*** Source text

Studio album by All Star United
- Released: 2006 May 29, 2007 (US)
- Genres: Rock, Christian rock
- Length: 37:17
- Labels: Furious (UK), 7Spin Music (US)
- Producer: Ian Eskelin

All Star United chronology
| Revolution (2002) | Love and Radiation (2006) | The Good Album (2010) |

= Love and Radiation =

Love and Radiation is the fourth studio album from Christian rock band All Star United. It was released in 2006 after a four-year hiatus from the studio. During this break, band leader Ian Eskelin released his second solo album titled Save the Humans in 2004. (Eskelin had previously released a solo album, Supersonic Dream Day mononymously as Ian in 1995 before the founding of All Star United.)

The album was released by Furious in the UK and by 7Spin Music in the US on May 29, 2007.

Professional ratings
Review scores
| Source | Rating |
| Jesus Freak Hideout | Star |
| Cross Rhythms | Star |

==Track listing==
1. "Love And Radiation" (3:40)
2. "You You You (Yeah Yeah Yeah)" (3:20)
3. "Before You Break My Heart" (3:27)

******
*** Records for the task

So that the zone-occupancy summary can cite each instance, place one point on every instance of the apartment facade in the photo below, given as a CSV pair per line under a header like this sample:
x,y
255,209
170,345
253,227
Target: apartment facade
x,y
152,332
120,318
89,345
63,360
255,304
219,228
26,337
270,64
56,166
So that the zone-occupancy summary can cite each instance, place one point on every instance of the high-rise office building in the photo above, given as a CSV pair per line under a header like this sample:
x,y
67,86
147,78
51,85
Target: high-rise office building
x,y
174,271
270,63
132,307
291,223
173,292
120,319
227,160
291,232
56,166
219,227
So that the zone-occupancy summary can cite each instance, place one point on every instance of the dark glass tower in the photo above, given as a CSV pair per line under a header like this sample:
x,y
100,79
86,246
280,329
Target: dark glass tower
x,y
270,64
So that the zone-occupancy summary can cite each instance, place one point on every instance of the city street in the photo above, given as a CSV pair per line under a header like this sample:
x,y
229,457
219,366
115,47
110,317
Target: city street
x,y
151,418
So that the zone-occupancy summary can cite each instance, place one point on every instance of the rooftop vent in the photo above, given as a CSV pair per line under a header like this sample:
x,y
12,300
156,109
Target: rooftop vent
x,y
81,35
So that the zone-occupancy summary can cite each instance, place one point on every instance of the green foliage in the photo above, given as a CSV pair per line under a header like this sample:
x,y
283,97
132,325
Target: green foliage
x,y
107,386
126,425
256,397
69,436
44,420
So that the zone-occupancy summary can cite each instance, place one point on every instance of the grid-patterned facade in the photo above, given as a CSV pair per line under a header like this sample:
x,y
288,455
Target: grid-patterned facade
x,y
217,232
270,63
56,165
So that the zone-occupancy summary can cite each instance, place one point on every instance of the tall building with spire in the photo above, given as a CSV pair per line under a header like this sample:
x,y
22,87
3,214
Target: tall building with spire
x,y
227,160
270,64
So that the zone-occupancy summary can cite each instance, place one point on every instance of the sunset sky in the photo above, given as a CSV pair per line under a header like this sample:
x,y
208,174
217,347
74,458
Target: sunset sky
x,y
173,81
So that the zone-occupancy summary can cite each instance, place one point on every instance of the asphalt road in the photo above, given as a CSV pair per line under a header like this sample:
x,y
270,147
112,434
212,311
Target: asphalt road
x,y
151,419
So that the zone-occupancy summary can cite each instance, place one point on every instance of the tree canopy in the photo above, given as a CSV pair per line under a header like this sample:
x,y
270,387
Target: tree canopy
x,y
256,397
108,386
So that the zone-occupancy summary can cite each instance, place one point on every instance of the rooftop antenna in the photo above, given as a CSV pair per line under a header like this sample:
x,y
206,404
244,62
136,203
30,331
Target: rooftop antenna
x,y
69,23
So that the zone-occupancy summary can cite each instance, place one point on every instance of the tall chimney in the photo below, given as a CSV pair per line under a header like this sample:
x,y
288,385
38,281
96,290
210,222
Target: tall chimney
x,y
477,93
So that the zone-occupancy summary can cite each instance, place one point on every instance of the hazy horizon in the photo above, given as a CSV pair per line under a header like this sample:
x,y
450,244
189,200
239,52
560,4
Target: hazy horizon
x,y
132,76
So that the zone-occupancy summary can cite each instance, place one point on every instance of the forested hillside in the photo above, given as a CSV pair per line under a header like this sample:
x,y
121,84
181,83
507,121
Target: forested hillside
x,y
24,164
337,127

******

# Given problem 1:
Print the passage of the album article that begins at the words "- Genres: Rock, Christian" and stops after the words "All Star United.)", reproducing it without any change.
# Given problem 2:
State only the number of lines in the entries above that contain the string "canopy", treating case as significant.

# Correct response 1:
- Genres: Rock, Christian rock
- Length: 37:17
- Labels: Furious (UK), 7Spin Music (US)
- Producer: Ian Eskelin

All Star United chronology
| Revolution (2002) | Love and Radiation (2006) | The Good Album (2010) |

= Love and Radiation =

Love and Radiation is the fourth studio album from Christian rock band All Star United. It was released in 2006 after a four-year hiatus from the studio. During this break, band leader Ian Eskelin released his second solo album titled Save the Humans in 2004. (Eskelin had previously released a solo album, Supersonic Dream Day mononymously as Ian in 1995 before the founding of All Star United.)

# Correct response 2:
2